Instructions to follow
Filter this data down to the lines that hold "stone", and copy them.

━━━━━ Input ━━━━━

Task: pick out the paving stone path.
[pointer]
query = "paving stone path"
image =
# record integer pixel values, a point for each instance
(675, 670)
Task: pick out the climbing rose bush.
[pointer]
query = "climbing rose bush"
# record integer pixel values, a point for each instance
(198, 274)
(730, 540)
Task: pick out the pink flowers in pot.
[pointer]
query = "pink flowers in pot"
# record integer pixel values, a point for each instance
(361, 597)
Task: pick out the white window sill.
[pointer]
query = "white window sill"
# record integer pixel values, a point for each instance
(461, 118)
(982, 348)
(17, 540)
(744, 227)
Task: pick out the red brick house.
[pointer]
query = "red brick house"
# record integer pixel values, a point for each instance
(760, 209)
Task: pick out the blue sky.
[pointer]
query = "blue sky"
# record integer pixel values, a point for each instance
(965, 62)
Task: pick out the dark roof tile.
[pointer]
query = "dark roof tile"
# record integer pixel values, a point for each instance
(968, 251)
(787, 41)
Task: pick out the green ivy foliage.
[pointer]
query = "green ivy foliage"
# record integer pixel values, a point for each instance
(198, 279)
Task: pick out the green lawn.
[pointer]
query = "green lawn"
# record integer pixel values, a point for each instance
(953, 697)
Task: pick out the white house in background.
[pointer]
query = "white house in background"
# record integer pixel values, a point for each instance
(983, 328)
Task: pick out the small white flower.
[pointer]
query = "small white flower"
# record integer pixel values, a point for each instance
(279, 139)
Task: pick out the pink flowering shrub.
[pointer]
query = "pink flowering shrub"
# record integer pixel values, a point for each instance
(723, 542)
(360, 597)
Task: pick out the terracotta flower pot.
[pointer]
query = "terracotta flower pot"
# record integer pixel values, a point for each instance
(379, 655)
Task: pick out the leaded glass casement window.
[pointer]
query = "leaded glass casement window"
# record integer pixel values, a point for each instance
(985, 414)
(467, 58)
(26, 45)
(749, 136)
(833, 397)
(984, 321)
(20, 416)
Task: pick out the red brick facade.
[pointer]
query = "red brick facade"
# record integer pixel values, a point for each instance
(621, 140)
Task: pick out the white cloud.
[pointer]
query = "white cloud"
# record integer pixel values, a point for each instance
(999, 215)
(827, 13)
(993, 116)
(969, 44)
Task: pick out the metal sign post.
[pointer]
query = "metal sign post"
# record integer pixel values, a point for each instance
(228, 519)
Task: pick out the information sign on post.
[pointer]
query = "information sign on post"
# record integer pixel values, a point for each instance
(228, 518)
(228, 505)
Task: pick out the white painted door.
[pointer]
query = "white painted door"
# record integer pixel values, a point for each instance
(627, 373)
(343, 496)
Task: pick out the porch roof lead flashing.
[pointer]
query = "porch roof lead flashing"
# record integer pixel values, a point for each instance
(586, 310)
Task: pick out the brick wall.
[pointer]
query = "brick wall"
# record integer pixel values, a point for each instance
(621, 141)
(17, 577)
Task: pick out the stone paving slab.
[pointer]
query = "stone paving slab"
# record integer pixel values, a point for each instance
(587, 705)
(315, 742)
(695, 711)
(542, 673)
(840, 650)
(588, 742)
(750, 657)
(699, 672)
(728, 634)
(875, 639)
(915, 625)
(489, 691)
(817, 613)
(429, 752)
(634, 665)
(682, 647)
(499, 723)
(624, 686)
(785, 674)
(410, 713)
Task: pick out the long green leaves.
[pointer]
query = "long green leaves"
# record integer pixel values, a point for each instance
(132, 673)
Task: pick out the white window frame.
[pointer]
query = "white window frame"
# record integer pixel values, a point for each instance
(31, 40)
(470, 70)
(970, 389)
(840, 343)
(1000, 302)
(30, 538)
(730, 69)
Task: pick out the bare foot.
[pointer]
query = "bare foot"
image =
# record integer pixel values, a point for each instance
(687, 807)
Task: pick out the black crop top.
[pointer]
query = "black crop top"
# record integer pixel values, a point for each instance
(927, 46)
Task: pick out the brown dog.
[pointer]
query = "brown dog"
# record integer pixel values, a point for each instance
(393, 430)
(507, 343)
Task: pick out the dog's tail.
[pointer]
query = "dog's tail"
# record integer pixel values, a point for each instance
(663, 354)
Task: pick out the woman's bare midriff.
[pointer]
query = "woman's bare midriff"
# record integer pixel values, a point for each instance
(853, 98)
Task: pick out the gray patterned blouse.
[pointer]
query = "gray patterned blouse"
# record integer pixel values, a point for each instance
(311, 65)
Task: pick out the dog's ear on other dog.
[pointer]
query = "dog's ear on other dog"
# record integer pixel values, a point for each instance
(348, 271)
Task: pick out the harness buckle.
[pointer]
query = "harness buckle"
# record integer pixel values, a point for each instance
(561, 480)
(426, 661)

━━━━━

The completed task
Task: pick out the paving stone path.
query = "paving stone path"
Task: pick out the stone paving slab.
query = "stone paving slab"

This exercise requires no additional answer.